- [Document text]:
********

An estimated 25 million Americans opt to travel abroad each year for both business and pleasure, according to the U.S. State Department. Most of those travelers return home safely, but a percentage experience some sort of malady while abroad, whether that be food poisoning, robbery or worse.
Should you stay home to avoid the problems that go with travel? Absolutely not! I’ve never let a few uncomfortable feelings take me away from a fun adventure — and neither should you.
Travel is all about expanding your horizons and experiencing new things, but this openness should be practiced cautiously when it comes to food and booze, advises travel safety company International SOS. Don’t drink or take anything you wouldn’t at home — and be sure to know where you are at all times, along with the best routes back to your hotel.
Why? Alcohol and drugs can lead you to drop your guard, putting you at risk for everything from robbery to rape or worse. Also, taking illegal substances can land you in a foreign jail — and that’s nowhere any traveler plans to end up during vacation.
“Be aware that in some popular spring break locations, such as Mexico and other Caribbean destinations, prescription drugs and other narcotics are commonly offered to tourists,” International SOS advises. “Not only is the purchase of illicit substances punishable by strict fines and lengthy jail time, but oftentimes the products sold are laced with dangerous additives.”
Be Street Smart
We might be worried about looking like “dumb Americans” while traveling, but there’s a real reason you should try to blend in while abroad: Tourists are like walking neon signs that scream “rob me!” You might not ever completely “fit in” while abroad, but you should be aware of the dangers at all times. International SOS recommends to always stick with a group when traveling in unfamiliar lands. In addition, I only take one or two forms of payment with me when I go out for a day trip. The rest stay back in my hotel’s safe. That way, I’m not up a creek financially if someone mugs me.
“Be sure to only access an ATM during business hours from a trusted and secured facility, like a bank,” the organization recommends. For women, I advise sticking credit cards and cash in the side band of your bra (not the cup) — it hides your money better than a pocket or touristy “money wallet” and no one can touch your cards or cash without you knowing.
Pay Attention to Your Health
Getting sick is about the last thing you want to have happen while traveling, especially because the level of healthcare available varies wildly from country to country. However, it’s also important to know if your destination has any restrictions on which medications you can bring through the border — you don’t want to get caught with something that can land you in jail.
“Travelers who violate medication transport rules may face serious consequences, even if the violation was unintentional,” International SOS says. “Keep all drugs in their original packaging and always bring a copy of the prescription.”
Also, be sure to bring extra medication, just in case something happens to your current supply. Medications — like healthcare — can vary in quality and the quality might not be the same if you purchase it abroad. Take it from me: It’s no fun to be sick or injured in a foreign country — it’s actually downright terrifying.

********

- [Things to do]:
(1) Reproduce the travel safety article word for word, everything from "Travel is all" down to "up during vacation.".
(2) According to the travel safety article, how many Americans travel abroad each year?
(3) Decide whether each statement agrees with the travel safety article, and support each yes or no with the deciding words quoted from it.
(a) International SOS recommends using an ATM only during business hours at a trusted, secured facility such as a bank.
(b) The article advises women to keep credit cards and cash in the cup of the bra.
(c) International SOS says travelers who break medication transport rules face consequences only if the violation was deliberate.

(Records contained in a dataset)
********

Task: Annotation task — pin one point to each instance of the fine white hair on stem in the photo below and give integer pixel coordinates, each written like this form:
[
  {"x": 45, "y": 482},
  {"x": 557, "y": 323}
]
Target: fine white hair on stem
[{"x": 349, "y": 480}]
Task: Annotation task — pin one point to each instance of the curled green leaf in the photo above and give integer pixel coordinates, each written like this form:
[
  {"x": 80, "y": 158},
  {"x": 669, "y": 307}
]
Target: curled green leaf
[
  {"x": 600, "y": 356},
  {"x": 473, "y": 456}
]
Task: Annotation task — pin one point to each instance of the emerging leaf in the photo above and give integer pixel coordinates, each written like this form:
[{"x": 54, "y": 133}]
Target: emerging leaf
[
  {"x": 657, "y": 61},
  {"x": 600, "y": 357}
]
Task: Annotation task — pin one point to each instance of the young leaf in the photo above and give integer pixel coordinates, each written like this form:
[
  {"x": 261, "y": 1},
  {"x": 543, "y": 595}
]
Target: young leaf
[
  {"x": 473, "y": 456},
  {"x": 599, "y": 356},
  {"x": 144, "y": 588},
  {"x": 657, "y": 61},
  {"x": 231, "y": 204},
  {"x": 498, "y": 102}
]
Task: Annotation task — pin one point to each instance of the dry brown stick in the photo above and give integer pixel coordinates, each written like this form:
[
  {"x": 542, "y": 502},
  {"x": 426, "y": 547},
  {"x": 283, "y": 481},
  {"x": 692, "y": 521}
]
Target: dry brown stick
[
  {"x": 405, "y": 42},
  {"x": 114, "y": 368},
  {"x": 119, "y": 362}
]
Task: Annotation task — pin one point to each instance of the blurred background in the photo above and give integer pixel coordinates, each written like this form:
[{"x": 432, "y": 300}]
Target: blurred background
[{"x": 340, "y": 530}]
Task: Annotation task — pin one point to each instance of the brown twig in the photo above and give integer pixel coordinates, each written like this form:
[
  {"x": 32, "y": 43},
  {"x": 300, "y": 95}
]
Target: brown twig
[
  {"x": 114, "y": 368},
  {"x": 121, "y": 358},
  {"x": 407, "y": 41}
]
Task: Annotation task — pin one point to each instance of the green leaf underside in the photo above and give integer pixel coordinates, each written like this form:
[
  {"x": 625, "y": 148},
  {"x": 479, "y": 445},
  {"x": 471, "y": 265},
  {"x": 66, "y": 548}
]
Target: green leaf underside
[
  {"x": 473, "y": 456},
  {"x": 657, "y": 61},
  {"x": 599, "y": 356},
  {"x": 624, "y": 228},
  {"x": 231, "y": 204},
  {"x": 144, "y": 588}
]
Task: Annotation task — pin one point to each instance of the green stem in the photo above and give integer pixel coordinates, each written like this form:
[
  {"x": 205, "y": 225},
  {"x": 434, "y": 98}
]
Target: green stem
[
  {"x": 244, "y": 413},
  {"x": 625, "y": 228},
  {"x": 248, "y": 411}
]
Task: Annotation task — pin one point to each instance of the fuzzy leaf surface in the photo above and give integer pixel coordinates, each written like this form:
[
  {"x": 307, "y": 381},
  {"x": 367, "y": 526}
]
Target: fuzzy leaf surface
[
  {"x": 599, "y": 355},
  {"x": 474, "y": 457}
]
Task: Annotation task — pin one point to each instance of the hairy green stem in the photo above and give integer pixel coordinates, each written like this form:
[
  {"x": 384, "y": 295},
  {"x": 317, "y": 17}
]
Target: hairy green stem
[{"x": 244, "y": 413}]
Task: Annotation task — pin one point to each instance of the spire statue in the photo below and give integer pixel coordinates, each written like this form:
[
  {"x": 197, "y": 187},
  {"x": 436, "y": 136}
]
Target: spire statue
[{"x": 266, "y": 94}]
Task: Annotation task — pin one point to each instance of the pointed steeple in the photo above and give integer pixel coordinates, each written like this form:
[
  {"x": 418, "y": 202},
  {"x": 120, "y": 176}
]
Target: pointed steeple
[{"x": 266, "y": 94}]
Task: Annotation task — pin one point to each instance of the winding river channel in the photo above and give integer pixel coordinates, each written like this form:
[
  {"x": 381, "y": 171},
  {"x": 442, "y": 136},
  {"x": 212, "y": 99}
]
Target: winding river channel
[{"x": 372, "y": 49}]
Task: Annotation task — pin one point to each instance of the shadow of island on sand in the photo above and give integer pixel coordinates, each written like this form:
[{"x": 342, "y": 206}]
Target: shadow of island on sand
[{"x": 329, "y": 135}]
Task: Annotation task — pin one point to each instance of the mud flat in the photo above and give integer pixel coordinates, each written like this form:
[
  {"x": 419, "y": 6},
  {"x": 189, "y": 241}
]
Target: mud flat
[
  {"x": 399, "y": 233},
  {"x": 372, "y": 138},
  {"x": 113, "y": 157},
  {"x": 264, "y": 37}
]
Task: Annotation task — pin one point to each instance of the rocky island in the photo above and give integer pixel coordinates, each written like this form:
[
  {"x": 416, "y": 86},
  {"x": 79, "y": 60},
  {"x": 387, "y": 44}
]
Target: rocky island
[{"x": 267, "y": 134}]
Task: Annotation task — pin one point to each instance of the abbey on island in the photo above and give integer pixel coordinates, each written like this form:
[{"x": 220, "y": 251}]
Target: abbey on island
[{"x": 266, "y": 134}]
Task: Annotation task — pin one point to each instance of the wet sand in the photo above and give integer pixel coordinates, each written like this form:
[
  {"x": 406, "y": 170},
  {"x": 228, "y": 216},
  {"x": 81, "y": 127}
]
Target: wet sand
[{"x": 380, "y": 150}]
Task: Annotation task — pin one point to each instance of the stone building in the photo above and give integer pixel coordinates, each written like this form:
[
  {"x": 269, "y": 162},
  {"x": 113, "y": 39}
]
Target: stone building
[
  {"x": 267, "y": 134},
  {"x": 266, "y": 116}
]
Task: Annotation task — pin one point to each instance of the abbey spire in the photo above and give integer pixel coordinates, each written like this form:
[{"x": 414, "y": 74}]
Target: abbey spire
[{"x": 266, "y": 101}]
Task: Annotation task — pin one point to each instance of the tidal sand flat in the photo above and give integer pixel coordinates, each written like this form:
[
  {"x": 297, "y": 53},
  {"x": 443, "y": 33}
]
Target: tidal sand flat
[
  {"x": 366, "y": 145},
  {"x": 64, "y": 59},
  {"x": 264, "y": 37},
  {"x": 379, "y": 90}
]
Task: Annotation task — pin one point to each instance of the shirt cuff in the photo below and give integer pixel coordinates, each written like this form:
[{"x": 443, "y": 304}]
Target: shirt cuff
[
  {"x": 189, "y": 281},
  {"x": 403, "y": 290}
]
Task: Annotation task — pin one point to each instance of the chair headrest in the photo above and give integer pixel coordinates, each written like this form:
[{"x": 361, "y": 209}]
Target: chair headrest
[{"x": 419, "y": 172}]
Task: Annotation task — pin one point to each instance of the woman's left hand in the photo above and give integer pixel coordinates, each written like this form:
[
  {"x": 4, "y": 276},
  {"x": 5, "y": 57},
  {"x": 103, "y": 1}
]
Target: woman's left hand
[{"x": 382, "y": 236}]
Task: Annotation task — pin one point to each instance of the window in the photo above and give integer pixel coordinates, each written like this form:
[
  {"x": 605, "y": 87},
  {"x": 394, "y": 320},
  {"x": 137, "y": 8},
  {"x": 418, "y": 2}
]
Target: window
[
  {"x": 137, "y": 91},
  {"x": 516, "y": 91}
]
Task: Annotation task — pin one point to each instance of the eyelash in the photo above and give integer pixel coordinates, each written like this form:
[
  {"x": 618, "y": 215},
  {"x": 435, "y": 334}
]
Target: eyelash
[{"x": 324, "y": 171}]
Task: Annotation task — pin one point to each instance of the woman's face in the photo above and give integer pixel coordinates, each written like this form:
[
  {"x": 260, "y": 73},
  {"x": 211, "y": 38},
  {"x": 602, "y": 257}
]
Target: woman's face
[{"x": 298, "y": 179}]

********

- [Answers for each item]:
(1)
Travel is all about expanding your horizons and experiencing new things, but this openness should be practiced cautiously when it comes to food and booze, advises travel safety company International SOS. Don’t drink or take anything you wouldn’t at home — and be sure to know where you are at all times, along with the best routes back to your hotel.
Why? Alcohol and drugs can lead you to drop your guard, putting you at risk for everything from robbery to rape or worse. Also, taking illegal substances can land you in a foreign jail — and that’s nowhere any traveler plans to end up during vacation.

(2) An estimated 25 million Americans travel abroad each year.

(3)
(a) Yes: "Be sure to only access an ATM during business hours from a trusted and secured facility, like a bank."
(b) No: "I advise sticking credit cards and cash in the side band of your bra (not the cup)."
(c) No: "Travelers who violate medication transport rules may face serious consequences, even if the violation was unintentional."